# DOCUMENT EXCERPT:
───
Washington (CNN)Freedom Caucus member and former Chairman Jim Jordan said Monday that he was still unimpressed with the House GOP's bill to repeal and replace Obamacare and had not seen significant enough changes to win back his support.

"I don't see any significant changes here," Jordan said in an interview with CNN. "It's significantly the same thing to me so it sort of doesn't change my position, but we'll talk to our guys tomorrow night. "
"My guess is this bill looks a lot like the last one, and we didn't like the last one," Jordan said.
    Jordan's reaction kicks off what could be a long list of conservative concerns about the bill. The Ohio Republican cited specific frustration with the fact that the House bill would keep Obamacare taxes in place until 2018 instead of repealing them immediately like a 2015 repeal and replacement measure vetoed by President Barack Obama.
    "We put on President Obama's desk a bill that got rid of all the taxes and ... a Republican Congress is going to put on a Republican president's desk a bill that keeps taxes in place?" Jordan said.
───
# SUPPLIED DATA:
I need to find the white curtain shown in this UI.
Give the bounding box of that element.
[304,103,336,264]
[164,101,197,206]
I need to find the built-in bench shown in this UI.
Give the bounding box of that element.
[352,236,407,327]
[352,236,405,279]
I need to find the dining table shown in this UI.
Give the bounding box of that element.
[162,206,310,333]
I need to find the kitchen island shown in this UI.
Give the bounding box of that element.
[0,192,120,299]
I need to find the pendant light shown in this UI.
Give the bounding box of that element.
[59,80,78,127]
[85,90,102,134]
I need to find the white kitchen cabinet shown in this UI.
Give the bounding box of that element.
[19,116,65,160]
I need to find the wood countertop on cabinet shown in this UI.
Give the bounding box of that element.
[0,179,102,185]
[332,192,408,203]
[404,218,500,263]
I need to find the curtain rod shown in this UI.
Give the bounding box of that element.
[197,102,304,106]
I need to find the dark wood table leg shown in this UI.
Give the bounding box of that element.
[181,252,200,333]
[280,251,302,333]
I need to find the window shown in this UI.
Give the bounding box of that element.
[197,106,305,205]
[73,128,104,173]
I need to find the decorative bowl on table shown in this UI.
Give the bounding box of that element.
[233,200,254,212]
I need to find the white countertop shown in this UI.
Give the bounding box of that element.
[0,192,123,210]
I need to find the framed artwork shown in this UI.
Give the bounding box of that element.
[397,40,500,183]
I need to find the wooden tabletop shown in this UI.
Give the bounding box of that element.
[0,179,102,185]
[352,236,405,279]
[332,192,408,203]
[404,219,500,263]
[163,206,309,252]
───
# TO-DO LIST:
• a. List every separate passage in quotation marks in the article on Jim Jordan and the House GOP health bill, in the order they appear.
• b. Write the next paragraph of the article on Jim Jordan and the House GOP health bill, picking up after its last sentence.

# THE RESULTS:
• a.
1. "I don't see any significant changes here,"
2. "It's significantly the same thing to me so it sort of doesn't change my position, but we'll talk to our guys tomorrow night."
3. "My guess is this bill looks a lot like the last one, and we didn't like the last one,"
4. "We put on President Obama's desk a bill that got rid of all the taxes and ... a Republican Congress is going to put on a Republican president's desk a bill that keeps taxes in place?"

• b.
    The other major roadblock for conservatives remains the use of advanceable, refundable tax credits, which many call nothing more than a new entitlement program. The purpose of the tax credits, leadership argues, is to ensure that low-income people can purchase insurance.
    "If it's an advanced, refundable tax credit so you're giving a credit to people who don't have a liability, that's just a subsidy," Jordan said.
    The House's Energy and Commerce and Ways and Means committees released their Obamacare repeal and replacement bill Monday night without a score from the Congressional Budget Office. Jordan said that was in of itself not a concern for him, but he noted the programs in the bill may be costly.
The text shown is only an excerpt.